:: TEXT SECTION ::
About 4 months ago I lost my Uncle, suddenly and traumatically. It’s affected me more than I could have imagined and I think just assuming I had dealt with it and needed to push on with my day to day has made it worse. I need to talk more openly about everything that happened, and the memories I have to help me move on.
I generally don’t sleep, I have a baby that wakes every three hours and a toddler with night terrors, if I’m lucky I get a few nights a week where I get 2 x 2.5hrs sleep blocks. I have two young children (2 and under) that share a room (yes this is my choice, the third bedroom is on the other end of the house) and whilst it’s lovely to have them so close to us and I know they love their time together, it has meant that their sleep behaviour wakes each other and sleep training my babe has been nearly impossible in fear of waking up my toddler and having two children to deal with. So whilst I don’t sleep much, when I do it isn’t deep sleep, so I dream A LOT. Those dreams for the last 4 months have been haunting me, memories, nightmares, wild and vivid dreams that feature my recently passed Uncle and I wake in an emotional state not knowing the difference between reality and dream.
:::
:: SUPPLIED DATA ::
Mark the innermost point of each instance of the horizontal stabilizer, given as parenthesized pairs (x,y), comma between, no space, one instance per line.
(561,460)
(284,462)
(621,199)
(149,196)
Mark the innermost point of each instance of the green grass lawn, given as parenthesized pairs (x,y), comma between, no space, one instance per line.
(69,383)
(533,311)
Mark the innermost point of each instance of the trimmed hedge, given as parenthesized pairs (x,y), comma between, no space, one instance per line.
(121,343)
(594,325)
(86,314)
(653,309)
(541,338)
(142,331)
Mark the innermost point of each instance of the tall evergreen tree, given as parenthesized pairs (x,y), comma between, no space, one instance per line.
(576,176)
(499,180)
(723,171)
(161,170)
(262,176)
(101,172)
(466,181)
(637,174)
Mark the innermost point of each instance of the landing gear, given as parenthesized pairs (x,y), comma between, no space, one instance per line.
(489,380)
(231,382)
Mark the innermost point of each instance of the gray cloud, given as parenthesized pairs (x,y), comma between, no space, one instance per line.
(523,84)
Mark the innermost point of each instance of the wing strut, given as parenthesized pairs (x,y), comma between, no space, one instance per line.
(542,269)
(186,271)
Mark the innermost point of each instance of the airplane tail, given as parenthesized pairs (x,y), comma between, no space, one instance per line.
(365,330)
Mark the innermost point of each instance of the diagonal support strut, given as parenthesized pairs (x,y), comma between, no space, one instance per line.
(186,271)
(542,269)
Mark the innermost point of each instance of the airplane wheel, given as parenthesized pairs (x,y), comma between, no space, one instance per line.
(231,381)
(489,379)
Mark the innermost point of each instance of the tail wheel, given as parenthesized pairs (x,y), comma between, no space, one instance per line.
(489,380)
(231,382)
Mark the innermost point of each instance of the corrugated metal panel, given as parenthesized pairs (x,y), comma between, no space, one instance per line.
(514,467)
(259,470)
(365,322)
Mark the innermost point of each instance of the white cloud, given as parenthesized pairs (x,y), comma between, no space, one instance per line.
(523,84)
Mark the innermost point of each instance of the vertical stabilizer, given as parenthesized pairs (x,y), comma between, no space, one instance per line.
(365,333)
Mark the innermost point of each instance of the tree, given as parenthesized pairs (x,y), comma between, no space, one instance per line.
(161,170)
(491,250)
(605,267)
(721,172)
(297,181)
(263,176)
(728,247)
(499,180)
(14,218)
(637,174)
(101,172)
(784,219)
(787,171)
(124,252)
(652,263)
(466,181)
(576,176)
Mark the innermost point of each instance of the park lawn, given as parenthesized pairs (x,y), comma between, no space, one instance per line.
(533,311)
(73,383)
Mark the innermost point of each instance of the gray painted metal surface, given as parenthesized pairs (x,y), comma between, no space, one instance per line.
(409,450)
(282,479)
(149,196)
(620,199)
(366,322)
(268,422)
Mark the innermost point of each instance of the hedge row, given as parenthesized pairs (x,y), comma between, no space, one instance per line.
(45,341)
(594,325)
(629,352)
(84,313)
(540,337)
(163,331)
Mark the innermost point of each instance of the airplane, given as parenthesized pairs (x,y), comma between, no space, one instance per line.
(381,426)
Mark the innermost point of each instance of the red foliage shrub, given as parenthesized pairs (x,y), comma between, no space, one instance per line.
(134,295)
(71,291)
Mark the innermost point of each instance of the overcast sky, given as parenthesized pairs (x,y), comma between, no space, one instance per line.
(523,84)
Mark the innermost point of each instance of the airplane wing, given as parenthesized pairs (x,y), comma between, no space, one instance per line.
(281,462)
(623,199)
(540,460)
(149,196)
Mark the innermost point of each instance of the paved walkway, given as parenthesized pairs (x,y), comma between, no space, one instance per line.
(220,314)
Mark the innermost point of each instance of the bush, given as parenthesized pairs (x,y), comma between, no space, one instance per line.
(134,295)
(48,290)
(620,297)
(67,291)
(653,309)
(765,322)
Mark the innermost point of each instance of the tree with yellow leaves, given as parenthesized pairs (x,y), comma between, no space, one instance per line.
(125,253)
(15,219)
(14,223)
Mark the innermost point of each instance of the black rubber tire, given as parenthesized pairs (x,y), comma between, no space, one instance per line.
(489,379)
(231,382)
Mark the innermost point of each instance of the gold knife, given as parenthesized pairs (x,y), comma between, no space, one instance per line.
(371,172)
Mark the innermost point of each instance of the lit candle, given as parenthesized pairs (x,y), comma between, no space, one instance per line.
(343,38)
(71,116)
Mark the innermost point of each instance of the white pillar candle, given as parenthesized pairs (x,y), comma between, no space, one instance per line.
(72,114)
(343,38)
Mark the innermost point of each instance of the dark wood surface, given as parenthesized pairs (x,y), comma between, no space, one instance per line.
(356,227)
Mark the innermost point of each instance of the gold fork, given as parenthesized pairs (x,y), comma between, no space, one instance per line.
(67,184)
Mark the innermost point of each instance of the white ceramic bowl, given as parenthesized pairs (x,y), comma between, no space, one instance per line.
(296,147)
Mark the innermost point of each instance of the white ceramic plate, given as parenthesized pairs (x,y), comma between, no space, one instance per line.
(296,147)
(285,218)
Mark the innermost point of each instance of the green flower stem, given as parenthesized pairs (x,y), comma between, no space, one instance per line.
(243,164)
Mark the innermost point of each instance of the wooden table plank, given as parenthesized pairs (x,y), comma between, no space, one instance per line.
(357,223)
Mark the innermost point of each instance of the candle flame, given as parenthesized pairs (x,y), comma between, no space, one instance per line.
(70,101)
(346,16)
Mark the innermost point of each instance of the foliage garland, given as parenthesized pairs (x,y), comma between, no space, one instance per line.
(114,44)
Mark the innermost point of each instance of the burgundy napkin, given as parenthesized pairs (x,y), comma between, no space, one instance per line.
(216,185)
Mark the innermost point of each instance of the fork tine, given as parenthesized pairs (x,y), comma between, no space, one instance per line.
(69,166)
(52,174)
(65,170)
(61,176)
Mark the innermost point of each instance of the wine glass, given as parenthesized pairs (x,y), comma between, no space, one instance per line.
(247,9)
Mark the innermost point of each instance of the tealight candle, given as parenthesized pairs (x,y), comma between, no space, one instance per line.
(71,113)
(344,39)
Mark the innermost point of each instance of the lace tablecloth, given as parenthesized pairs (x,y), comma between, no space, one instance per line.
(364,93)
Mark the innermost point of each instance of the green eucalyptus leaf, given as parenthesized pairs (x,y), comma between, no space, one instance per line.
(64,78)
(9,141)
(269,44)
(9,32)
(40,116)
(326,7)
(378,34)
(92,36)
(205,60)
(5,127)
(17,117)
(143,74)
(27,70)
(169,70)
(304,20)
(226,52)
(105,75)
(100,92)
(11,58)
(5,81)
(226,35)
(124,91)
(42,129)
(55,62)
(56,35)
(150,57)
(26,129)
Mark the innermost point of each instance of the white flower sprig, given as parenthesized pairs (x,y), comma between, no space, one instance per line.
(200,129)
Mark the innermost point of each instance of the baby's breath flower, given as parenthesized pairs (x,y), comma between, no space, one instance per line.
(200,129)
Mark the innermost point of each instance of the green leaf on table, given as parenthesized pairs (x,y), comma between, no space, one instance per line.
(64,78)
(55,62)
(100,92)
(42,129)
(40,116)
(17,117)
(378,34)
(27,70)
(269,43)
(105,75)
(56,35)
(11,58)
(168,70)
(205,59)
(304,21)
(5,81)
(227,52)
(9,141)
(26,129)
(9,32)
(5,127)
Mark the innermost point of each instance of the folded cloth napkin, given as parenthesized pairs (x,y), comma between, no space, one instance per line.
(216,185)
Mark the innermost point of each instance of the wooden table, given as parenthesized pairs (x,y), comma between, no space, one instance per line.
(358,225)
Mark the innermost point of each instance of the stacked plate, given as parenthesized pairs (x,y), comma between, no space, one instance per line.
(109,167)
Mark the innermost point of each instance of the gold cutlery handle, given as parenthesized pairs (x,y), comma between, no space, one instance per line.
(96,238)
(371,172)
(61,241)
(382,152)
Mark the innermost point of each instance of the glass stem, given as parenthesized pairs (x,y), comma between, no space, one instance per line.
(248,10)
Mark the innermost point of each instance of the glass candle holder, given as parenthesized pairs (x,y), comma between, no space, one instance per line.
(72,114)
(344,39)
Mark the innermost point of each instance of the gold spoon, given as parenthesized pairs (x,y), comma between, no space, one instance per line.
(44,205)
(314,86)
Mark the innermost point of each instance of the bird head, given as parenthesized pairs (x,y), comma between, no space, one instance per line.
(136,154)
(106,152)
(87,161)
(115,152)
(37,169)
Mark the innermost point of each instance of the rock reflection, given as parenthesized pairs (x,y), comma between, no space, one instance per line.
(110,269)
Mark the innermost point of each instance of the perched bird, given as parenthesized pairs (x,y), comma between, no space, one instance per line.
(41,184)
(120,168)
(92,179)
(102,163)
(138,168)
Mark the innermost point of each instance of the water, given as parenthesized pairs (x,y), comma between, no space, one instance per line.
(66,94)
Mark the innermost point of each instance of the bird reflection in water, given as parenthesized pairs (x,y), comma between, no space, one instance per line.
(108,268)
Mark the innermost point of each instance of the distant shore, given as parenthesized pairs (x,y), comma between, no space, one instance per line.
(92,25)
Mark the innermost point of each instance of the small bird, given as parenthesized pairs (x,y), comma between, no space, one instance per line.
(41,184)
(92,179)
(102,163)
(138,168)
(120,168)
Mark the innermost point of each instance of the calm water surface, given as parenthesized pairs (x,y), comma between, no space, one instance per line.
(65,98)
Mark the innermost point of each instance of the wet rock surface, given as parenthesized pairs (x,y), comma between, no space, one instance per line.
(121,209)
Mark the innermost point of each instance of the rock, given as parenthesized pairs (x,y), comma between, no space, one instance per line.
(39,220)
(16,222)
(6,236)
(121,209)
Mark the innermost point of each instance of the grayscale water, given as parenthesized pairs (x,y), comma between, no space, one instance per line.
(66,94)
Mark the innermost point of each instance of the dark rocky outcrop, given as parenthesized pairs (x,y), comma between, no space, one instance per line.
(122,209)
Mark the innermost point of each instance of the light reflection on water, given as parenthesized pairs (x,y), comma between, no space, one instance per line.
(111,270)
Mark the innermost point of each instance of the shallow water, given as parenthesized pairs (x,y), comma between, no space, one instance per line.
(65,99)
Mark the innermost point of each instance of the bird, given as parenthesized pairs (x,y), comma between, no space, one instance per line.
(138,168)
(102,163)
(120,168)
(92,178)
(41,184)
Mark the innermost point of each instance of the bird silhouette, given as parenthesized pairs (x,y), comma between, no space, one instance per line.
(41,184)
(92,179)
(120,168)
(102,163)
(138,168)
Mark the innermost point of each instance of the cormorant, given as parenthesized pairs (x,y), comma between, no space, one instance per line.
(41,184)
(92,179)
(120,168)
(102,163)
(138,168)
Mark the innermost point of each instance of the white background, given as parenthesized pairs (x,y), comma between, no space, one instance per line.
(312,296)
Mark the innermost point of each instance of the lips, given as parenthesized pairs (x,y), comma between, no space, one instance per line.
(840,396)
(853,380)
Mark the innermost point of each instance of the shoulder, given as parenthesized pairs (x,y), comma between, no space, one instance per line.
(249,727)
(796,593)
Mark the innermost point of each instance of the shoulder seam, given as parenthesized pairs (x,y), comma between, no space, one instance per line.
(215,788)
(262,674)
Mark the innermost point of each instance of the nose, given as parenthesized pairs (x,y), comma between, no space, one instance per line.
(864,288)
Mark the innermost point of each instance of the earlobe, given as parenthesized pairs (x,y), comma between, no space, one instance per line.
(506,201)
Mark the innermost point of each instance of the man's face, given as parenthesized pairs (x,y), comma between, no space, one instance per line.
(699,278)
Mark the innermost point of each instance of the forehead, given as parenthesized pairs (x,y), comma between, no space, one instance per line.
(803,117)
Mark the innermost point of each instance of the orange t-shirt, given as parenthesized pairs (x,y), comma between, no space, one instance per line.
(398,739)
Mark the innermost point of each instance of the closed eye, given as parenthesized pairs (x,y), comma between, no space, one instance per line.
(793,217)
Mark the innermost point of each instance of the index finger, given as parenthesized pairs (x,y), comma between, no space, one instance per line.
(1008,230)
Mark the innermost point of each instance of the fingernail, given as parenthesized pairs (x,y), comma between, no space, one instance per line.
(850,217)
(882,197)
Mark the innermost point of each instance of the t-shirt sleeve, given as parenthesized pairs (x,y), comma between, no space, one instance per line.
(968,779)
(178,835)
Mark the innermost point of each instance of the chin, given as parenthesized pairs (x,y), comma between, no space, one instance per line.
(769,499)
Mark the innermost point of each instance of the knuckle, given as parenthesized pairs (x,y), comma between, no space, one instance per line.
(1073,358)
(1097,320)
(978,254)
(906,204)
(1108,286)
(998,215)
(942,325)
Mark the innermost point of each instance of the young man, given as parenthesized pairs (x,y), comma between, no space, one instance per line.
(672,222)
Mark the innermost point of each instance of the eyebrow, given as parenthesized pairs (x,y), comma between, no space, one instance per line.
:::
# REQUIRED TASK
Please continue the piece about grieving an uncle's sudden death, picking up right after its final sentence.

# RESULT OF THIS TASK
My emotions to do with my Uncle and my day to day aren’t level and I believe it has a lot to do with my lack of sleep. I know with a newborn I felt you just needed one good night’s sleep every three or four days and you would bounce back. Simple tasks wouldn’t be so much of a strain, you could handle constructive discussions/disagreements with your toddler, partner, friend (anyone), you wouldn’t look for the many reasons to doubt yourself day in, day out. But in the last 12 months I can honestly count the number of good sleeps I’ve had on my two hands. That’s 365 days and nights of pushing myself and rarely finding relief and now my body is starting to show the signs and cracks. Sleep training is what I’ve spent the last week researching because I know it’s a key to helping align myself, my mind and my body. I work and honestly LOVE working, it’s something that energises my brain and gives me motivation and inspiration. But, it’s hard to work when you can’t remember a conversation you had literally two minutes ago. When your vocabulary disappears and you string sentences along like a version of your prepubescent self. I know being a busy (barely sleeping) mum that my memory may never be what it once was, but at this stage with sleep deprivation I am even forgetting about the messages I write in biro on my hand.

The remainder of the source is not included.